:: Texto de lectura ::
Historia sin fin: Hiero porque estoy herido.
Nos negamos a aceptar que la vida no está diseñada para que sea como siempre pretendemos y que queramos o no, siempre nos enseñará lo que necesitamos aprender.
¿No les pasa que en ocasiones ciertos temas se les anclan en la cabeza y les impide pensar en otra cosa y de alguna manera necesitan liberarse de ello?
Pues así estoy yo por cuenta de esta nueva pandemia. ¡No! No estoy hablando del Coronavirus (ese va a pasar en menos de lo que canta un gallo o estornuda un chino), Estoy hablando de esa epidemia de gente “rota” que va rompiendo a todo el que se le atraviesa bajo el pretexto de la decepción y el desamor que experimentaron.
En esta infección, el síntoma más predominante es darse a la tarea de perpetuar ese sentimiento de pena, angustia y dolor con el único propósito de mantenerlo ardiendo para poder proyectarlo –explícitamente- en otros y demostrar vehementemente que fuimos heridos, que no tenemos nada mejor que ofrecer y que bajo cualquier circunstancia siempre habrá que anticipar lo peor, dando lugar al mantra: “Hiero porque estoy herido”
Al repetirnos esto, buscamos eximirnos de la tarea de sanar, de depurarnos de nuestras dolencias emocionales (que aveces llegan a ser incluso físicas) y de hacer las paces con el pasado; por el contrario, queremos resolver todo con la técnica infalible de esta época post moderna, El famoso: ¡Bloqueo!, ¡bloqueo!, ¡bloqueo! (de WhatsApp, Facebook e Instagram respectivamente), acto que viene siendo igual al peluquín de Donald Trump: feo y totalmente desubicado.
Nos hemos acostumbrado a estar de “duelo”, a retroceder, lamentarnos y a magnificar las señales de alerta de catástrofe. Dedicamos nuestra existencia a aumentar el ego asociado al sufrimiento. Sí, el Ego. Aunque usted no lo crea (léase con voz de intro de serie ochentera), el Ego también interviene en esos instantes en los que creemos que los que nos pasó a nosotros, fue lo más fuerte, lo más hiriente, lo peor y que seguro esa otra persona no lo entiende porque simplemente mi duelo es el Rocky Balboa de los duelos.

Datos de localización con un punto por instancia
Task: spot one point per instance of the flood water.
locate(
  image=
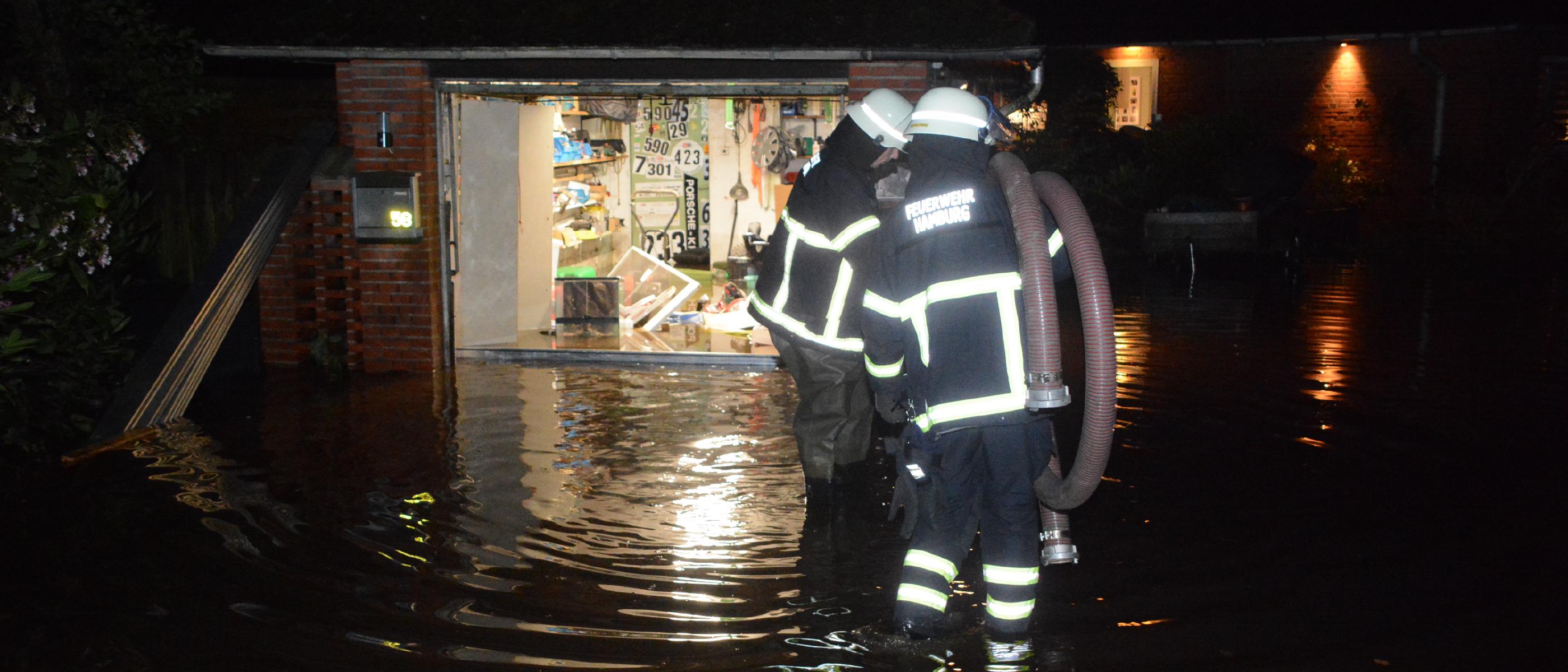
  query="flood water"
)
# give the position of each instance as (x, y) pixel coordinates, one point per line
(1355, 470)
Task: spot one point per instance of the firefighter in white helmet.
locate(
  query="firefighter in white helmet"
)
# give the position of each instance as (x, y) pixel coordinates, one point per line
(945, 339)
(810, 287)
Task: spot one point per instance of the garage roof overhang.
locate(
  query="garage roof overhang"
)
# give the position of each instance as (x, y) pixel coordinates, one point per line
(636, 71)
(614, 54)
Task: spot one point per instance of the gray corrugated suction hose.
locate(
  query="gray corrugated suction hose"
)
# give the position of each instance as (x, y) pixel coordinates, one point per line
(1042, 329)
(1100, 345)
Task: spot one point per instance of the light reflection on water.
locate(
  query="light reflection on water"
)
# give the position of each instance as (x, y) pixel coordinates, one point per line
(595, 519)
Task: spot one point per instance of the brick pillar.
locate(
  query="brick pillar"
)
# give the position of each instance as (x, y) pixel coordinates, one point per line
(381, 300)
(399, 284)
(906, 77)
(310, 286)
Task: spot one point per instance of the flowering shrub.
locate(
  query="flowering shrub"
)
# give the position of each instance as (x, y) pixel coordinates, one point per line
(62, 198)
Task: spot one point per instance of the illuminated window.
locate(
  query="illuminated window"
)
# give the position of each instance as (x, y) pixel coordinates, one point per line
(1139, 91)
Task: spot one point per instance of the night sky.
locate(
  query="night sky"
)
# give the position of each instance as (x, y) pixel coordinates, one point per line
(1132, 21)
(806, 22)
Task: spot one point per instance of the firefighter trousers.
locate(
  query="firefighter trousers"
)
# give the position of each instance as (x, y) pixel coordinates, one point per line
(984, 480)
(833, 422)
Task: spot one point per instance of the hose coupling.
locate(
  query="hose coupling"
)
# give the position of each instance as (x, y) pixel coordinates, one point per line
(1048, 398)
(1057, 549)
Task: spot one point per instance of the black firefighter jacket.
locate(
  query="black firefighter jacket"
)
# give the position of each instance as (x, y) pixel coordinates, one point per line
(945, 311)
(819, 259)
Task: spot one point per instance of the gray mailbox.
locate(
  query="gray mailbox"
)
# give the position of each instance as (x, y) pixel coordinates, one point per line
(386, 207)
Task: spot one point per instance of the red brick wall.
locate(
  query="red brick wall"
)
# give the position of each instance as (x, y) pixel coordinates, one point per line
(310, 281)
(381, 298)
(906, 77)
(1292, 91)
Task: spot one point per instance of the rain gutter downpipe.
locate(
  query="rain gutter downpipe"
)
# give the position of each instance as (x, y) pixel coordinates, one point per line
(1439, 104)
(1035, 83)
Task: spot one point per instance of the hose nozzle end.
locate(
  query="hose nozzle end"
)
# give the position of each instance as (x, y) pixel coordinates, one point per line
(1048, 398)
(1059, 553)
(1057, 549)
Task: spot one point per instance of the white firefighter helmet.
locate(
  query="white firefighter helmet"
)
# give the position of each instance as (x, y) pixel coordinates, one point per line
(883, 115)
(951, 112)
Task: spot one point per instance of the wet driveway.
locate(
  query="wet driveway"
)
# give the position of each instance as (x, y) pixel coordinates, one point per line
(1355, 470)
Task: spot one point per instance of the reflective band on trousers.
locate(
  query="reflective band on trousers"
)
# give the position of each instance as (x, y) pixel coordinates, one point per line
(1007, 610)
(924, 596)
(932, 563)
(893, 370)
(1012, 575)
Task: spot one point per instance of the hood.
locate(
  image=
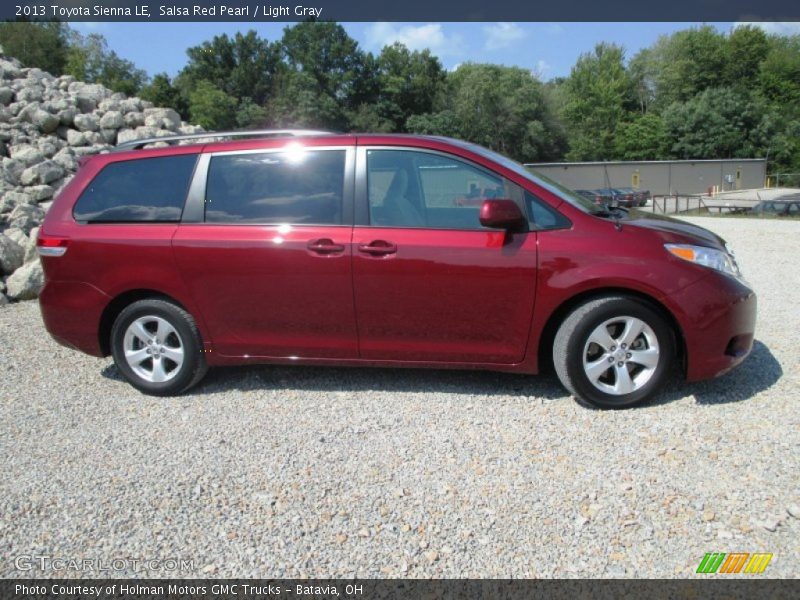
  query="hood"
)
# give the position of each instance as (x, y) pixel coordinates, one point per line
(692, 234)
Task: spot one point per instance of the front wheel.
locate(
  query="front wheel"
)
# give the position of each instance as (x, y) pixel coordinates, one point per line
(157, 347)
(613, 352)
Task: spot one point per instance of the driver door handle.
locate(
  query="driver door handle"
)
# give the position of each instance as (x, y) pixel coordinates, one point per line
(325, 246)
(378, 248)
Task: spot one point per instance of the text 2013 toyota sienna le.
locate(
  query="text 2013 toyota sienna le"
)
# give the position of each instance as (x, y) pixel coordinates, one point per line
(382, 250)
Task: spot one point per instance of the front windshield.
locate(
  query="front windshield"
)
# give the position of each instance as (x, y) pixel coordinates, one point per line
(552, 186)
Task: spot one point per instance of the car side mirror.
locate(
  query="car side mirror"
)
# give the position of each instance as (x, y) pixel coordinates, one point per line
(503, 214)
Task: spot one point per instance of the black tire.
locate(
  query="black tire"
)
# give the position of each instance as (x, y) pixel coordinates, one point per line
(184, 335)
(572, 345)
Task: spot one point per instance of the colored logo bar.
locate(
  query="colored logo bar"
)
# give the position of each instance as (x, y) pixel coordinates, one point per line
(735, 562)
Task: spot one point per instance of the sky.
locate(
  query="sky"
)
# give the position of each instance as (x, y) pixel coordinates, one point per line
(547, 49)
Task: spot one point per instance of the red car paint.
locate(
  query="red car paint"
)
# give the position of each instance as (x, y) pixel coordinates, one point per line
(362, 295)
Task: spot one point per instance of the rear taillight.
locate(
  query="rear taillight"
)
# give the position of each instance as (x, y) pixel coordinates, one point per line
(51, 246)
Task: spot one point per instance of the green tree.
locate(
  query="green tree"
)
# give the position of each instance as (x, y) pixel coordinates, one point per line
(408, 83)
(297, 102)
(747, 47)
(717, 123)
(643, 138)
(241, 66)
(599, 94)
(250, 114)
(211, 107)
(686, 63)
(328, 74)
(89, 59)
(502, 108)
(36, 44)
(161, 92)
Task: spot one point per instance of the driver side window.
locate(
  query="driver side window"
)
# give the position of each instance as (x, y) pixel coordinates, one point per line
(422, 189)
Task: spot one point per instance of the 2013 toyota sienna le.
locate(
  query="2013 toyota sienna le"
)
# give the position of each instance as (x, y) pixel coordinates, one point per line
(383, 250)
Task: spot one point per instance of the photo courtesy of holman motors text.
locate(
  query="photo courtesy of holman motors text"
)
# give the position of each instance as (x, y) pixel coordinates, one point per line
(350, 299)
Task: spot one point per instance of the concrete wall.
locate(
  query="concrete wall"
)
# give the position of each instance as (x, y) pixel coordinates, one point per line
(660, 177)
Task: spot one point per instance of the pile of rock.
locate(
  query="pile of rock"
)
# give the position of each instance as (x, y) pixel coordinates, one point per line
(46, 124)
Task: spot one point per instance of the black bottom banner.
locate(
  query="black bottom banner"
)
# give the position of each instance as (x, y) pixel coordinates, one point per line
(368, 589)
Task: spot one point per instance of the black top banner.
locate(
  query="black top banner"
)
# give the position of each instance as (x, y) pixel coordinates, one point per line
(394, 589)
(406, 10)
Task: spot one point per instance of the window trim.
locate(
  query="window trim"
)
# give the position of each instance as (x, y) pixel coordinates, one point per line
(194, 211)
(362, 217)
(183, 205)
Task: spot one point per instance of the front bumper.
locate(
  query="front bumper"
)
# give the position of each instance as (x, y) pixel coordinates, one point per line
(718, 317)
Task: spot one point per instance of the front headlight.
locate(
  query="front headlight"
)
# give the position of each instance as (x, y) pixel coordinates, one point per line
(707, 257)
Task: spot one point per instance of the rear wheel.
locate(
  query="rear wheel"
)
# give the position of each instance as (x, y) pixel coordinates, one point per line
(613, 352)
(157, 347)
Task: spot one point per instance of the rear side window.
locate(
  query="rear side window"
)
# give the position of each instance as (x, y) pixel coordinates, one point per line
(298, 187)
(132, 191)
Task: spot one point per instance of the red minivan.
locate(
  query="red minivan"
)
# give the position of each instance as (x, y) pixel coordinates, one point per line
(294, 247)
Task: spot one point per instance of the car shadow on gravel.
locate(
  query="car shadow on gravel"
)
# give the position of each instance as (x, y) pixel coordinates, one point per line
(365, 380)
(760, 371)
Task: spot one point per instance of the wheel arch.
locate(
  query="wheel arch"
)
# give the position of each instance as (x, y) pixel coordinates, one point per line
(546, 339)
(118, 304)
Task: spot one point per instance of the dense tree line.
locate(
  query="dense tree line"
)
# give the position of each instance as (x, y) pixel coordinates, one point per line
(698, 93)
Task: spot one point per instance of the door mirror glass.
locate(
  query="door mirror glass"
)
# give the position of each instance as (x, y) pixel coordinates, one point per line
(502, 214)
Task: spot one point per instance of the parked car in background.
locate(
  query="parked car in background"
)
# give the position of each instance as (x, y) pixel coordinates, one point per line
(636, 197)
(592, 196)
(306, 248)
(777, 208)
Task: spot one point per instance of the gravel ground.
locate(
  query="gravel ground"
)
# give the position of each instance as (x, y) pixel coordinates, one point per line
(282, 472)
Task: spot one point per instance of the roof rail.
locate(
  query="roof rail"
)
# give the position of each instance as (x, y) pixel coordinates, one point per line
(140, 143)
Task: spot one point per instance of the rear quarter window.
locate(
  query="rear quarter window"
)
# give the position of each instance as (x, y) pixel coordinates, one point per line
(133, 191)
(304, 187)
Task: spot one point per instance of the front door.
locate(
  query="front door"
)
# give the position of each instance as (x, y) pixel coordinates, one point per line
(270, 266)
(430, 283)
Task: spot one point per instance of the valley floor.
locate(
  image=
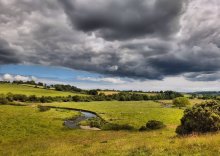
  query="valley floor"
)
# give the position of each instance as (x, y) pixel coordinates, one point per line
(27, 131)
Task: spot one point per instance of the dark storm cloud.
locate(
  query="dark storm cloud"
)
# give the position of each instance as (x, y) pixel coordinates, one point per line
(141, 39)
(124, 19)
(7, 54)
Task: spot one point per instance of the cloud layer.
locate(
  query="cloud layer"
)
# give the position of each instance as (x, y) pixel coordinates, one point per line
(143, 39)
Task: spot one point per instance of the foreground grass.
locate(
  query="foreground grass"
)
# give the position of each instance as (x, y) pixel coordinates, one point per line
(133, 113)
(30, 90)
(26, 131)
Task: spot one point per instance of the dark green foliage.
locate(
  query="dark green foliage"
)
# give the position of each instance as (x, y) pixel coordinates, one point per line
(200, 118)
(116, 127)
(92, 92)
(96, 122)
(60, 87)
(143, 128)
(3, 99)
(43, 108)
(154, 124)
(181, 102)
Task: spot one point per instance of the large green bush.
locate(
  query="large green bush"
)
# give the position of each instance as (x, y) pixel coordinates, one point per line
(3, 99)
(181, 102)
(152, 125)
(200, 118)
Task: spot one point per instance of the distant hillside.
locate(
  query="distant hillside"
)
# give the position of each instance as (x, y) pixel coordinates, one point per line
(31, 90)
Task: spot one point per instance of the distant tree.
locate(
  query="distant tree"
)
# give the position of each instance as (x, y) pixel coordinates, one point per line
(200, 118)
(181, 102)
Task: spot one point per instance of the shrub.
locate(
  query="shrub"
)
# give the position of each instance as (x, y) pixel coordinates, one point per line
(116, 127)
(143, 128)
(3, 99)
(201, 118)
(153, 124)
(43, 108)
(181, 102)
(95, 122)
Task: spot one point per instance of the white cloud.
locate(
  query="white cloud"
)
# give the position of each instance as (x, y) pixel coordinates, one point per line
(104, 79)
(9, 77)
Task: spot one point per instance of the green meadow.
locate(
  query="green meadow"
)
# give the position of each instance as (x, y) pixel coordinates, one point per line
(134, 113)
(30, 90)
(27, 131)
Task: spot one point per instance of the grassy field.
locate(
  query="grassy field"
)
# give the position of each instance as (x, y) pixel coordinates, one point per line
(132, 112)
(26, 131)
(30, 90)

:: Tareas por hacer ::
1 > En el texto de lectura, ¿qué mantra surge del síntoma predominante de esta infección?
2 > Indica si cada afirmación concuerda con el texto de lectura y responde sí o no, citando literalmente las palabras que lo deciden: (a) la nueva pandemia de la que habla el texto es el coronavirus; (b) el bloqueo mencionado se hace en WhatsApp, Facebook e Instagram; (c) las dolencias emocionales a veces llegan a ser también físicas.
3 > Resume el texto de lectura en dos oraciones.
Los datos no son necesarios.

:: Respuestas numeradas ::
1 > "Hiero porque estoy herido".

2 >
(a) No: "¡No! No estoy hablando del Coronavirus".
(b) Sí: "(de WhatsApp, Facebook e Instagram respectivamente)".
(c) Sí: "(que aveces llegan a ser incluso físicas)".

3 > Existe una epidemia de gente "rota" que va rompiendo a otros con el pretexto de la decepción y el desamor, y que mantiene vivo su dolor bajo el mantra "Hiero porque estoy herido". Con ello se evita la tarea de sanar y de hacer las paces con el pasado, se recurre al bloqueo en redes sociales y se aumenta el ego asociado al sufrimiento.